Source passage:
┌────────

21 Mikhoels, Solomon (1890-1948) (real name Vovsi)

Great Soviet actor, producer, pedagogue. He worked in the Moscow State Jewish Theater (and was its art director from 1929). He directed philosophical, vivid and monumental works. Mikhoels was murdered by order of the State Security Ministry.

22 Campaign against ‘cosmopolitans’

The campaign against ‘cosmopolitans’, i.e. Jews, was initiated in articles in the central organs of the Communist Party in 1949. The campaign was directed primarily at the Jewish intelligentsia and it was the first public attack on Soviet Jews as Jews. ‘Cosmopolitans’ writers were accused of hating the Russian people, of supporting Zionism, etc. Many Yiddish writers as well as the leaders of the Jewish Anti-Fascist Committee were arrested in November 1948 on charges that they maintained ties with Zionism and with American ‘imperialism’. They were executed secretly in 1952. The antisemitic Doctors’ Plot was launched in January 1953. A wave of anti-Semitism spread through the USSR. Jews were removed from their positions, and rumors of an imminent mass deportation of Jews to the eastern part of the USSR began to spread. Stalin’s death in March 1953 put an end to the campaign against ‘cosmopolitans’.

23 Doctors’ Plot

The Doctors’ Plot was an alleged conspiracy of a group of Moscow doctors to murder leading government and party officials. In January 1953, the Soviet press reported that nine doctors, six of whom were Jewish, had been arrested and confessed their guilt. As Stalin died in March 1953, the trial never took place. The official paper of the party, the Pravda, later announced that the charges against the doctors were false and their confessions obtained by torture. This case was one of the worst anti-Semitic incidents during Stalin’s reign. In his secret speech at the Twentieth Party Congress in 1956 Khrushchev stated that Stalin wanted to use the Plot to purge the top Soviet leadership.

24 Twentieth Party Congress

At the Twentieth Congress of the Communist Party of the Soviet Union in 1956 Khrushchev publicly debunked the cult of Stalin and lifted the veil of secrecy from what had happened in the USSR during Stalin’s leadership.

25 Perestroika (Russian for restructuring)

Soviet economic and social policy of the late 1980s, associated with the name of Soviet politician Mikhail Gorbachev. The term designated the attempts to transform the stagnant, inefficient command economy of the Soviet Union into a decentralized, market-oriented economy. Industrial managers and local government and party officials were granted greater autonomy, and open elections were introduced in an attempt to democratize the Communist Party organization. By 1991, perestroika was declining and was soon eclipsed by the dissolution of the USSR.

36 Gorbachev, Mikhail (1931- )

Soviet political leader. Gorbachev joined the Communist Party in 1952 and gradually moved up in the party hierarchy. In 1970 he was elected to the Supreme Soviet of the USSR, where he remained until 1990. In 1980 he joined the politburo, and in 1985 he was appointed general secretary of the party. In 1986 he embarked on a comprehensive program of political, economic, and social liberalization under the slogans of glasnost (openness) and perestroika (restructuring). The government released political prisoners, allowed increased emigration, attacked corruption, and encouraged the critical reexamination of Soviet history. The Congress of People’s Deputies, founded in 1989, voted to end the Communist Party’s control over the government and elected Gorbachev executive president. Gorbachev dissolved the Communist Party and granted the Baltic states independence. Following the establishment of the Commonwealth of Independent States in 1991, he resigned as president. Since 1992, Gorbachev has headed international organizations.

27 Iron Curtain

A term popularized by Sir Winston Churchill in a speech in 1946. He used it to designate the Soviet Union’s consolidation of its grip over Eastern Europe. The phrase denoted the separation of East and West during the Cold War, which placed the totalitarian states of the Soviet bloc behind an ‘Iron Curtain’. The fall of the Iron Curtain corresponds to the period of perestroika in the former Soviet Union, the reunification of Germany, and the democratization of Eastern Europe beginning in the late 1980s and early 1990s.

└────────

Extracted information:
┌────────

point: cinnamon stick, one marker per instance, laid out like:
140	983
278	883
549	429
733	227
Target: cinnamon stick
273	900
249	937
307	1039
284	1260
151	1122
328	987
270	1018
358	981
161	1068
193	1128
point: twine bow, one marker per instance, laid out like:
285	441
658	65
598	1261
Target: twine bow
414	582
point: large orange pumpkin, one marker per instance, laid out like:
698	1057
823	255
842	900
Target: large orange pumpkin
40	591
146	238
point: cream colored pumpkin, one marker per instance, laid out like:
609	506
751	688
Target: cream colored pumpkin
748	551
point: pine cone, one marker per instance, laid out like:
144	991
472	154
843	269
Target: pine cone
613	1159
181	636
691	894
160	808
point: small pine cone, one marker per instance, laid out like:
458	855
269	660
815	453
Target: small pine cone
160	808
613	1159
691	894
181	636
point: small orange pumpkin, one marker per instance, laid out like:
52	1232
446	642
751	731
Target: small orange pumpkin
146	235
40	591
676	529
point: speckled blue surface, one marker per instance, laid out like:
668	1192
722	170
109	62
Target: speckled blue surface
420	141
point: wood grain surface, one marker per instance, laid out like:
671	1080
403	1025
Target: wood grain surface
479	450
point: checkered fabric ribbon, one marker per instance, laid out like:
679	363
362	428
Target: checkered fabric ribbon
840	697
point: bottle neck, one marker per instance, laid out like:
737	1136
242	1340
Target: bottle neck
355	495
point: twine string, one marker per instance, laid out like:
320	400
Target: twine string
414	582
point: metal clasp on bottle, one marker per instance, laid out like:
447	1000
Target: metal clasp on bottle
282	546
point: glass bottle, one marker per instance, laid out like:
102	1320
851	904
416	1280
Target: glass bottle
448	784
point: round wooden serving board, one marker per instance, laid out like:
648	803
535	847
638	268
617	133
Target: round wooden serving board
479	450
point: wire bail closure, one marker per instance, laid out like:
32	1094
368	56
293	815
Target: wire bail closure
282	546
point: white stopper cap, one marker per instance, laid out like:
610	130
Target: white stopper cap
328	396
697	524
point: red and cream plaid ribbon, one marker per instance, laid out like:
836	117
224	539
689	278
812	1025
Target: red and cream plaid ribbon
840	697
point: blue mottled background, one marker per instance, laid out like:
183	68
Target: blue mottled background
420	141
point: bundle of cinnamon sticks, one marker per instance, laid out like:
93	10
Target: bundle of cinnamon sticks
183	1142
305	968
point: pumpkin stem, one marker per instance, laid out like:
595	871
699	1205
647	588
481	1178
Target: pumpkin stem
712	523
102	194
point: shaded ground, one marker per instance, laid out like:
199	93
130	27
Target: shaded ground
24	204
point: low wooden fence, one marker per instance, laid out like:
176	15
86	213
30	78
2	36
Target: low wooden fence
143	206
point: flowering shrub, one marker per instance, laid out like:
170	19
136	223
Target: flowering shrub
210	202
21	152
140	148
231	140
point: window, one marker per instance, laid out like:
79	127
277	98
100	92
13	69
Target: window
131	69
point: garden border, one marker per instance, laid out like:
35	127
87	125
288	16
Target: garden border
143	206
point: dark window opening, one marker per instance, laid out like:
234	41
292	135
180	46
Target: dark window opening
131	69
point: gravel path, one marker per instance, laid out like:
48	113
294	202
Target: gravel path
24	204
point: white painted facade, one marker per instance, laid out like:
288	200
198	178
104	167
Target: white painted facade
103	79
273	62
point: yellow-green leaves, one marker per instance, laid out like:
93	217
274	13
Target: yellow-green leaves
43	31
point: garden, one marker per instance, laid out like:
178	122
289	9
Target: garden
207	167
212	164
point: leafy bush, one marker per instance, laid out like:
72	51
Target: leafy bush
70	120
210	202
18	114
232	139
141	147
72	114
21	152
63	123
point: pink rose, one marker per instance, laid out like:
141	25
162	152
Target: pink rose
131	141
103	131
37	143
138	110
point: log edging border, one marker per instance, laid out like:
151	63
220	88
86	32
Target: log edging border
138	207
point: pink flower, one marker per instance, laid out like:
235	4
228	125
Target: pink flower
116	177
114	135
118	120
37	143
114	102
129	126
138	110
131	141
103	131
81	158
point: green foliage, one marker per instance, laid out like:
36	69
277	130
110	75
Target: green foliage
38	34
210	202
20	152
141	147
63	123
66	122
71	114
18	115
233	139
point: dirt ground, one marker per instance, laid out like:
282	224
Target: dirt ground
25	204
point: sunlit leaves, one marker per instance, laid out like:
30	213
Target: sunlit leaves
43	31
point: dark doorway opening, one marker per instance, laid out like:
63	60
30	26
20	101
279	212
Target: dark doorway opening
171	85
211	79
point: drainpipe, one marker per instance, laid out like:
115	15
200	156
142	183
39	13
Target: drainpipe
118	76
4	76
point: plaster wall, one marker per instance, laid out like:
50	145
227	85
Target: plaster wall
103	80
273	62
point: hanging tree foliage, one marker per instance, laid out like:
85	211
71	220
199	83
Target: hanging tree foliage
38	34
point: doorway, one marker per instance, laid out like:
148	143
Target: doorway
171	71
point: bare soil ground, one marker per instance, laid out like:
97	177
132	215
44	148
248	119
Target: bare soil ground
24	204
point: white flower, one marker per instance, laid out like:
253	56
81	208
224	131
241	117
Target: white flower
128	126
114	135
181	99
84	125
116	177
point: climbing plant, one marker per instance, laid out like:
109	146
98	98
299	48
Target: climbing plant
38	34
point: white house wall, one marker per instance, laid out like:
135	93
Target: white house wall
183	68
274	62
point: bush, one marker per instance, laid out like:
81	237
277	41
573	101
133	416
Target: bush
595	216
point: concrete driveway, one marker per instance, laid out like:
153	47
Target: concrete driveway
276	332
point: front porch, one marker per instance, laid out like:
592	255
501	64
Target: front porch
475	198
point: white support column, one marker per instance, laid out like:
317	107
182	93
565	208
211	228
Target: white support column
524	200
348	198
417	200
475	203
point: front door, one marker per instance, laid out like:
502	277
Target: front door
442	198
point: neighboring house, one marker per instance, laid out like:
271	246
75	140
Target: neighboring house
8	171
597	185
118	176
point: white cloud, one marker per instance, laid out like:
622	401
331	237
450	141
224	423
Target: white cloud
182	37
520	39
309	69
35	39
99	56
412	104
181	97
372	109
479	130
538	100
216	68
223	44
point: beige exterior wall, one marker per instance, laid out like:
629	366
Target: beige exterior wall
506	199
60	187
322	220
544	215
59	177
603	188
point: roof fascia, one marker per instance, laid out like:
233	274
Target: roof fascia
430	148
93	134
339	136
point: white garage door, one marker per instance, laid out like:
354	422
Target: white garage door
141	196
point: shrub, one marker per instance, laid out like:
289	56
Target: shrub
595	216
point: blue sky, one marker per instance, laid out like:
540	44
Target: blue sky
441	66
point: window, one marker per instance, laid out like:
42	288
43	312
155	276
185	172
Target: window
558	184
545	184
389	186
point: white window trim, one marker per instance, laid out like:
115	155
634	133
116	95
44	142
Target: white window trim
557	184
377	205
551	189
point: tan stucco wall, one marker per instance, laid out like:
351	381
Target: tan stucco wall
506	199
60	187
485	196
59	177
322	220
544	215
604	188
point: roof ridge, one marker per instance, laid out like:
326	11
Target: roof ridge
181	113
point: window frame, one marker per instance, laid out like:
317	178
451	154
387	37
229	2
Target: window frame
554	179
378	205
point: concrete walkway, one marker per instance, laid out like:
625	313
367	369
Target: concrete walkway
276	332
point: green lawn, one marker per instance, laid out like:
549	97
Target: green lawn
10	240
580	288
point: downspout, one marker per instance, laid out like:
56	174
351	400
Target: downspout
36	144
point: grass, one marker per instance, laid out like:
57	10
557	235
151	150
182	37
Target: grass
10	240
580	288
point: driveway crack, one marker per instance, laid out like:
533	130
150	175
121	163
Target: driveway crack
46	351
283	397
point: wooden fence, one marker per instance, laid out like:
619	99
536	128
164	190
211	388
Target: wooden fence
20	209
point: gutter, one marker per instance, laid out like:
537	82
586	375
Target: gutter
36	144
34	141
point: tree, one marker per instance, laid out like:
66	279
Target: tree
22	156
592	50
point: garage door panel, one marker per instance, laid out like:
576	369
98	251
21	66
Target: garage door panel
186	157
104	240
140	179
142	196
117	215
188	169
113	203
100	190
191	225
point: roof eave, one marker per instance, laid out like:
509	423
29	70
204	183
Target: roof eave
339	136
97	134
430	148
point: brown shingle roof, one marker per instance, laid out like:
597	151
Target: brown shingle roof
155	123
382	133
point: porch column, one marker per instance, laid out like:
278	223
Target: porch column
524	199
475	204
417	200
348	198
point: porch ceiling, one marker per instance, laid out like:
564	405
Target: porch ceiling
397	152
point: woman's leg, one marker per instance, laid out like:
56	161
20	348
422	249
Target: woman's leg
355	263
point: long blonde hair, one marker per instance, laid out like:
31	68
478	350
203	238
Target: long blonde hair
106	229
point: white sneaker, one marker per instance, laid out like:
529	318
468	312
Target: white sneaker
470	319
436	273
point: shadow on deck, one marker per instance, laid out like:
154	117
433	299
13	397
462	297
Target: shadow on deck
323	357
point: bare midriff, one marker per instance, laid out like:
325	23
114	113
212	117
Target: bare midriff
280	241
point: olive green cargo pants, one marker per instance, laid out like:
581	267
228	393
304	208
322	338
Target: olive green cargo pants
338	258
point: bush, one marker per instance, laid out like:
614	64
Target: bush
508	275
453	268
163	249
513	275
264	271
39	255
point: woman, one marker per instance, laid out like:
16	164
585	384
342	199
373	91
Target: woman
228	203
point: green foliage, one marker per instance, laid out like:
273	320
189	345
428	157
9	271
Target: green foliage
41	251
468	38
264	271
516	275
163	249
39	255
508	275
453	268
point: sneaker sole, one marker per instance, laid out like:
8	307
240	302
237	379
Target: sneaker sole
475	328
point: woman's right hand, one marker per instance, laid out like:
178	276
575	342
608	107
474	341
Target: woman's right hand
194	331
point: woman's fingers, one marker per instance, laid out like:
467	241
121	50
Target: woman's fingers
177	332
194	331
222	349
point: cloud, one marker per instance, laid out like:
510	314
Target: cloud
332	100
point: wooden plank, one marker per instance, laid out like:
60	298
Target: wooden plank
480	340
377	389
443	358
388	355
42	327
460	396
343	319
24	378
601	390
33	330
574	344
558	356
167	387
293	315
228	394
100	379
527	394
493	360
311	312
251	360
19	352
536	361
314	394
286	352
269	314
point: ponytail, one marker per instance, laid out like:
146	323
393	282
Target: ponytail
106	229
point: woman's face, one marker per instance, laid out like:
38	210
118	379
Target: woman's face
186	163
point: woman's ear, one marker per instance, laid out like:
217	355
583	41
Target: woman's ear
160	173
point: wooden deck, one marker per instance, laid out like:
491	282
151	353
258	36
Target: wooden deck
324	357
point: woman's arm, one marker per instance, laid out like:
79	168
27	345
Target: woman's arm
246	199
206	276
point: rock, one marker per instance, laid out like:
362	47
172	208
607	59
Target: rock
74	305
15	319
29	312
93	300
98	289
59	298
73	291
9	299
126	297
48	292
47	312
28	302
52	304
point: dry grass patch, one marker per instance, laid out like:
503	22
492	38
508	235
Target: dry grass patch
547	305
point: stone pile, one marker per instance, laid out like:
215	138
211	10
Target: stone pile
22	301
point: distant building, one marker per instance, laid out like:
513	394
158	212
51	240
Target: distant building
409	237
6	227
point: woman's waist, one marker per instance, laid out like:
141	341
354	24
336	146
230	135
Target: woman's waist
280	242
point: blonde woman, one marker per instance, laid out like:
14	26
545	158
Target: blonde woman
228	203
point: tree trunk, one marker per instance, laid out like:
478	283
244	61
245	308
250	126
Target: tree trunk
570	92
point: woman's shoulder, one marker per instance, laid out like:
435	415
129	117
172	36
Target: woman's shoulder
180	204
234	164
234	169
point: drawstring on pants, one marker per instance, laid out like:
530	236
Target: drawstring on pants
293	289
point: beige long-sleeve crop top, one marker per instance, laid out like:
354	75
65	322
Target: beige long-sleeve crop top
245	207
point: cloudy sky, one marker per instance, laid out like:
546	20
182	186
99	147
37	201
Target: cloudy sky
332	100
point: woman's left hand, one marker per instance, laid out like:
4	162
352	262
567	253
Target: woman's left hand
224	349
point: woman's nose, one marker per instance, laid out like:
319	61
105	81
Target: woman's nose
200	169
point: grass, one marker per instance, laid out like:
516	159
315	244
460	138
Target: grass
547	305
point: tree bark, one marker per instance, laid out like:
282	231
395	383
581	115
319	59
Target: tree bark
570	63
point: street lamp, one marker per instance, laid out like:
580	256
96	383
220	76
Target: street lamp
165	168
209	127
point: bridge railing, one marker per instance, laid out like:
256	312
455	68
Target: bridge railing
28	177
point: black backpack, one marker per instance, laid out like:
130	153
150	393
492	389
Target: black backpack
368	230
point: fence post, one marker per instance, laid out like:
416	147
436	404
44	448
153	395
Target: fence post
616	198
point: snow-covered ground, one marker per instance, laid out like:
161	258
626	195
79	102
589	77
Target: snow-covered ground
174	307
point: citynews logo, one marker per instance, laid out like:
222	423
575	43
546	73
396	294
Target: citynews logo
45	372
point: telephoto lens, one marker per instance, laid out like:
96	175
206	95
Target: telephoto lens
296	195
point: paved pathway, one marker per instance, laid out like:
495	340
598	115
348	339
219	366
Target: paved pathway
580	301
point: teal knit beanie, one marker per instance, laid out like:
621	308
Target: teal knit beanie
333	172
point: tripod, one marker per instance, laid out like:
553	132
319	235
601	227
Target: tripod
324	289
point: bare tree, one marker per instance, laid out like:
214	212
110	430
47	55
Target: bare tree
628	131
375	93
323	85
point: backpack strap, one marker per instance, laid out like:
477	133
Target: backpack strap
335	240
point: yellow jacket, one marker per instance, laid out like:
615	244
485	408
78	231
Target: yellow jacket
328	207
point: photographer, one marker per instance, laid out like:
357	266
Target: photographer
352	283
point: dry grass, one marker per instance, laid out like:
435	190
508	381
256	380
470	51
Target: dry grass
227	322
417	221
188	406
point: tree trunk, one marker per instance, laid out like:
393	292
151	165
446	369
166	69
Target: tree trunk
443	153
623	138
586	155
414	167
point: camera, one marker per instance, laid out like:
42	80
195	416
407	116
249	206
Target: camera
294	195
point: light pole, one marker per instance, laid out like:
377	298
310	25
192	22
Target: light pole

└────────

Tasks and exercises:
A) Decide whether each statement below agrees with the Soviet history notes. Give yes or no for each, with the deciding words of the notes quoted exactly.
(i) Gorbachev was elected to the Supreme Soviet of the USSR in 1970.
(ii) The trial of the doctors in the Doctors' Plot was held in 1953.
(iii) Mikhoels served as art director of the Moscow State Jewish Theater from 1929.
B) Transcribe the Soviet history notes from "27 Iron Curtain" up to and including "and early 1990s.".
Rely only on the Soviet history notes, not on the material.

Written answers:
A)
(i) Yes: "In 1970 he was elected to the Supreme Soviet of the USSR"
(ii) No: "As Stalin died in March 1953, the trial never took place."
(iii) Yes: "and was its art director from 1929"

B)
27 Iron Curtain

A term popularized by Sir Winston Churchill in a speech in 1946. He used it to designate the Soviet Union’s consolidation of its grip over Eastern Europe. The phrase denoted the separation of East and West during the Cold War, which placed the totalitarian states of the Soviet bloc behind an ‘Iron Curtain’. The fall of the Iron Curtain corresponds to the period of perestroika in the former Soviet Union, the reunification of Germany, and the democratization of Eastern Europe beginning in the late 1980s and early 1990s.